→ APPLY WHAT YOU READ:
**A.** Restate the home exemption passage from "You must own" to "a life estate.", swapping in "life tenancy" wherever "life estate" appears.
**B.** Write what comes next in the passage on the home exemption for senior and disabled owners, starting after its last sentence.

Segment Start: PASSAGE FOR REVIEW

To be considered a senior citizen, you must be at least 61 years old on December 31st of the year in which you apply. To be considered disabled, you must be unable to work because of a physical disability. A Proof of Disability Statement must be completed by your physician. This form can be obtained from the Assessor´s Office.
A home owned by a married couple or by co-tenants is considered to be owned by each spouse or co-tenant. To apply, only 1 person must meet the age or disability requirement.
You must own the home for which the exemption is claimed, either in total (fee owner), as a contract purchaser, mortgager, deed of trust, or as a life estate (including a lease for life). If you transfer the home under a revocable trust agreement, you must retain full use of the property and be able to revoke the trust and take ownership at any time. Irrevocable trusts qualify if they can be deemed a life estate.
If you share ownership in a cooperative housing unit, you will be considered an owner if the share represents the specific unit or portion where you live.

Segment End: PASSAGE FOR REVIEW
Segment Start: SUPPLIED RECORDS

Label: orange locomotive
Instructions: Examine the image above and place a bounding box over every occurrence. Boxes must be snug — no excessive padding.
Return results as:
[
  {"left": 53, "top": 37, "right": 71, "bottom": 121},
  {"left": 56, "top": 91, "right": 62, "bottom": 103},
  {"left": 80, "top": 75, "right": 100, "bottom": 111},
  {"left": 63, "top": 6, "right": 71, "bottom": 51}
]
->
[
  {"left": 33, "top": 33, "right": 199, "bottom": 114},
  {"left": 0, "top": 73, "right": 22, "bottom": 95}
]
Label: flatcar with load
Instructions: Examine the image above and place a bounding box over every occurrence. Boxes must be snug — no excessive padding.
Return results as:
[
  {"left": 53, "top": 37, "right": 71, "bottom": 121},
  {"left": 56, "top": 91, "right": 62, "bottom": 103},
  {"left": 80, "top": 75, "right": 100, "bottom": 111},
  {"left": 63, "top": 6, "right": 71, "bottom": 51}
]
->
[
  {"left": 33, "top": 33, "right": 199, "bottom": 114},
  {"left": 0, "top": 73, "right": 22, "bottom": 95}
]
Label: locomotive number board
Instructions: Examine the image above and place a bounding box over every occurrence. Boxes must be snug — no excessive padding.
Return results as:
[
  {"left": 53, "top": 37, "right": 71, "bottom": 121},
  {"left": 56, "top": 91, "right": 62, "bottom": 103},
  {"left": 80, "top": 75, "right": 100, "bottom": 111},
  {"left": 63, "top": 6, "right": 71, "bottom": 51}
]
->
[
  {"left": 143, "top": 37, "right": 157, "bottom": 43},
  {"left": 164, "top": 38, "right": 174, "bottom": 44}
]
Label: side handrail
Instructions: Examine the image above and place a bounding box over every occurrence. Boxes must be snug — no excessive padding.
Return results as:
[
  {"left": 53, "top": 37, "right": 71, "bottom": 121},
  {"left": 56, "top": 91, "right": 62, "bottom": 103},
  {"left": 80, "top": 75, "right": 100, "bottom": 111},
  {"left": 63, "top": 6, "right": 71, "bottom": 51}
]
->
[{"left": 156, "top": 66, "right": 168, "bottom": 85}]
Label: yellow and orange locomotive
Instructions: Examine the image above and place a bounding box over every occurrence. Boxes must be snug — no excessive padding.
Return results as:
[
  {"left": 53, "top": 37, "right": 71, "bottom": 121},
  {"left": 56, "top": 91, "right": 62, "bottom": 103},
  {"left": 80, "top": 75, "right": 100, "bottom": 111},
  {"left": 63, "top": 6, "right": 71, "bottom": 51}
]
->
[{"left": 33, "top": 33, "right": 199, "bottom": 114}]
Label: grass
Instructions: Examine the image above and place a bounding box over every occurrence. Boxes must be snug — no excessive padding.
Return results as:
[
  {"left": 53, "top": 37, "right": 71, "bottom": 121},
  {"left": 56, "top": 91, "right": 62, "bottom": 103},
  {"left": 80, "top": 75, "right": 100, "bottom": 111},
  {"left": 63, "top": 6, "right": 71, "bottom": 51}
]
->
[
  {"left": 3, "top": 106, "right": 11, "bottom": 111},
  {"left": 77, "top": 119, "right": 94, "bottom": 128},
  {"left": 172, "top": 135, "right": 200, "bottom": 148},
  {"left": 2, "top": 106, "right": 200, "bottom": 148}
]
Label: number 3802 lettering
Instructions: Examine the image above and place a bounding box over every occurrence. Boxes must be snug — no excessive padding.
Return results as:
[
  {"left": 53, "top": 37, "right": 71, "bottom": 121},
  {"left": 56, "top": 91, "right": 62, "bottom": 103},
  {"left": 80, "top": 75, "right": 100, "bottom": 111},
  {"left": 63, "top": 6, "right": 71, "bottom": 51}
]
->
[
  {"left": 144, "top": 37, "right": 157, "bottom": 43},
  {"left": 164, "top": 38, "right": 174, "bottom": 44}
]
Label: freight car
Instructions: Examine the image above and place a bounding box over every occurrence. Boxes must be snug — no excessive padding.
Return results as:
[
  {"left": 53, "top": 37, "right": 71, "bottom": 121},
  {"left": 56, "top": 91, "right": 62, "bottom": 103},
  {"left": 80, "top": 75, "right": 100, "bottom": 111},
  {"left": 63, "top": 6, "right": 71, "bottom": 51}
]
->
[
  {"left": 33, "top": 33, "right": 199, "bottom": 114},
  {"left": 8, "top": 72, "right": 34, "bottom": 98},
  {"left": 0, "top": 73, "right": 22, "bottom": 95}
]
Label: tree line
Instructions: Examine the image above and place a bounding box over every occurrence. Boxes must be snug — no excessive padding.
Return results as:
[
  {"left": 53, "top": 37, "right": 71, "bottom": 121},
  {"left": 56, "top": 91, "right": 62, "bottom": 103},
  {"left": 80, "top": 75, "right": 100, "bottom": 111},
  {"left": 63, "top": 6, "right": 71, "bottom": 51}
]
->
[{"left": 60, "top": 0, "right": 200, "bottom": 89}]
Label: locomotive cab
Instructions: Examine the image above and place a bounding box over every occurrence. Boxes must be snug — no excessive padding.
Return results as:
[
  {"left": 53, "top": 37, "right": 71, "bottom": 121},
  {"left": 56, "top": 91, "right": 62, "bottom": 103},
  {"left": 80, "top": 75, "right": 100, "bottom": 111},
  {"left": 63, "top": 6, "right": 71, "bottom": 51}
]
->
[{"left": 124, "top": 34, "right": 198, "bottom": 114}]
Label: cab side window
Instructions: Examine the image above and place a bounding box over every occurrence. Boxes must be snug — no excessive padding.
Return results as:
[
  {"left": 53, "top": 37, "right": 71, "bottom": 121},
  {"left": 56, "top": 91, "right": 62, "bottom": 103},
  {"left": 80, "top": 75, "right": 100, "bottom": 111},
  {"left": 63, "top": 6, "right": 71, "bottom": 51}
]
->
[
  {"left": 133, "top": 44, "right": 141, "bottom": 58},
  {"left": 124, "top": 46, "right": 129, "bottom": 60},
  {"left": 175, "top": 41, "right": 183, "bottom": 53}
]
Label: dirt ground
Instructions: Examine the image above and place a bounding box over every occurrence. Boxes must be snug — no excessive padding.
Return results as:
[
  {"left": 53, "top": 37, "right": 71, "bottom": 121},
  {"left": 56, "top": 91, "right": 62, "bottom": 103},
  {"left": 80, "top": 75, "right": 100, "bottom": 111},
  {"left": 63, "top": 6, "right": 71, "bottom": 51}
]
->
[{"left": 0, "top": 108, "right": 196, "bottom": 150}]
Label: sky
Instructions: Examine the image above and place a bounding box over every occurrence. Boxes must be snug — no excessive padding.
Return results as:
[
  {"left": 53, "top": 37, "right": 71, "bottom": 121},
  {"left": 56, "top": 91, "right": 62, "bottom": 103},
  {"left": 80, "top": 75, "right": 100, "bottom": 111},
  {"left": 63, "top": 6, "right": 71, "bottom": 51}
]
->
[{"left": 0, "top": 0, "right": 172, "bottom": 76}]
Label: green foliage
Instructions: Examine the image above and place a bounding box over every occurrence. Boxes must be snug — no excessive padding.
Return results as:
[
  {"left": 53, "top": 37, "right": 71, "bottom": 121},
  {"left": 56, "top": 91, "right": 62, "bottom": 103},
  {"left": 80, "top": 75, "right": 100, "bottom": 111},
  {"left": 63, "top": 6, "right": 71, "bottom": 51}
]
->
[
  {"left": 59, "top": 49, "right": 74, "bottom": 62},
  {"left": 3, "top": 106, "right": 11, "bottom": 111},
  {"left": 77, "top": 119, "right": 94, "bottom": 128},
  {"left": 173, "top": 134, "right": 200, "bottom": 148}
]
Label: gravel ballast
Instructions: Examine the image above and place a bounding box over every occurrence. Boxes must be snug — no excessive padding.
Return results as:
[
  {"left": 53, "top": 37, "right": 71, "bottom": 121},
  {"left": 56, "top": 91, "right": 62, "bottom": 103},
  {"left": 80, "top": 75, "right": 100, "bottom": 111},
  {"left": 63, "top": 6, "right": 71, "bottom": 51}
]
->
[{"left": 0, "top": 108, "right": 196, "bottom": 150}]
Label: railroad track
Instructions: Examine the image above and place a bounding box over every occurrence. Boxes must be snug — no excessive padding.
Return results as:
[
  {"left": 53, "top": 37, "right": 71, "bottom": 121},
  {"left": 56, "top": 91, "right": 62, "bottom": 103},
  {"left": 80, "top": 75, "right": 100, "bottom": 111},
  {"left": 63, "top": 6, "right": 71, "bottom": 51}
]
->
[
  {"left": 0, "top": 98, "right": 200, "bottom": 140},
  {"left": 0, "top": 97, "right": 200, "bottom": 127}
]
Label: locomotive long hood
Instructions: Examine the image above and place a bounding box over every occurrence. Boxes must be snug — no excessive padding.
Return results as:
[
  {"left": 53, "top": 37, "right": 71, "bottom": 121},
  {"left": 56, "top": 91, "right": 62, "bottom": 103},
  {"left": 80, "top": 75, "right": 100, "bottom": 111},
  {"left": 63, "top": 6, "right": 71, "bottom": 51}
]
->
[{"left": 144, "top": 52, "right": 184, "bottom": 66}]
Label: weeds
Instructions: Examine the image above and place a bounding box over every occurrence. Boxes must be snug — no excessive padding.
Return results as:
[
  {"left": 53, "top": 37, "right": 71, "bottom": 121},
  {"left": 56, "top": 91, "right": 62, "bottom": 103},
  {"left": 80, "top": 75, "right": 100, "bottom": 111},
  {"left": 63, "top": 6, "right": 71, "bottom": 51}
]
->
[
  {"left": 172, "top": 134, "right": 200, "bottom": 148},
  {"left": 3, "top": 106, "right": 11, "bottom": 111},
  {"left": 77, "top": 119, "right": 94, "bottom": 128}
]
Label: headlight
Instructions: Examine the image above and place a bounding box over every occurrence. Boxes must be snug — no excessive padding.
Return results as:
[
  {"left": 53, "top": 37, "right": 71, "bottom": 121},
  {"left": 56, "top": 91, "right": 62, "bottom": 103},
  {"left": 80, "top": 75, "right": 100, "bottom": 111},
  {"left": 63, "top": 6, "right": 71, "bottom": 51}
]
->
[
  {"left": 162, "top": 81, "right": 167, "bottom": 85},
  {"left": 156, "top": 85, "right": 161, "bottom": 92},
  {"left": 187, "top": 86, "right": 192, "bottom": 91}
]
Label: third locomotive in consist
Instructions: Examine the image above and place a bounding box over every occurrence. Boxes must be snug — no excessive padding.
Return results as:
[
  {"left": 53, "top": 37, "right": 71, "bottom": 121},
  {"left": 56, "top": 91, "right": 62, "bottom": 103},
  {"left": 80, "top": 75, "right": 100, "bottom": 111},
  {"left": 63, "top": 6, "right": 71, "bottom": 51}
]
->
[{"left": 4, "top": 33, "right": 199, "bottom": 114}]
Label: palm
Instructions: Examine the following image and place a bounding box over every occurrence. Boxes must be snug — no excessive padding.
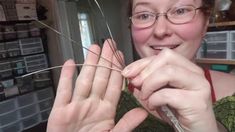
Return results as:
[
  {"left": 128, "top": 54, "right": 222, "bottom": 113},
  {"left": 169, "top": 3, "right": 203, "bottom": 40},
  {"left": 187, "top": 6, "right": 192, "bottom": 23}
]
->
[
  {"left": 47, "top": 43, "right": 147, "bottom": 132},
  {"left": 50, "top": 98, "right": 116, "bottom": 132}
]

Segment End: SUPPLIED RECORDS

→ OUTPUTS IN ORDER:
**A.**
You must own the home for which the exemption is claimed, either in total (fee owner), as a contract purchaser, mortgager, deed of trust, or as a life tenancy (including a lease for life). If you transfer the home under a revocable trust agreement, you must retain full use of the property and be able to revoke the trust and take ownership at any time. Irrevocable trusts qualify if they can be deemed a life tenancy.

**B.**
The property must be your principal place of residence on the date of our application. You must occupy the home for at least 6 months each year. Your residence may still qualify for both programs even if you are temporarily in a hospital or nursing home. Your residence may be rented during your hospital or nursing home stay only if the income is used to defray the hospital or nursing home costs.
Property used as a vacation home is not eligible for either program.
If your annual income from 2015 for tax year 2016 and forward, is $40,000.00 or less, OR income for years prior to 2015 is $35,000 or less, your home will be exempt from all excess or special levies. Excess or special levies are in addition to regular levies. They require voter approval and provide money for a specific purpose. School construction bonds and maintenance and operation levies are common examples.
In addition to an exemption for all excess levies, a portion of the regular levy amount may be exempt if your 2015, and forward, income is $35,000 or less, OR your income for years prior to 2015 is $30,000.00 or less. This exempt amount is computed as follows:
If your 2015, and forward, household income is between $30,000 and $35,000, OR your income prior to 2015 is between $25,000 and $30,000, you will be exempt from regular levies for $50,000 or 35% of the assessed value, whichever is greater, not to exceed $70,000 of assessed value.
For example, if your household income is $27,000 and the assessed value of your property is $175,000, the taxable value of your property is $113,750 ($175,000 - $61,250 = $113,750)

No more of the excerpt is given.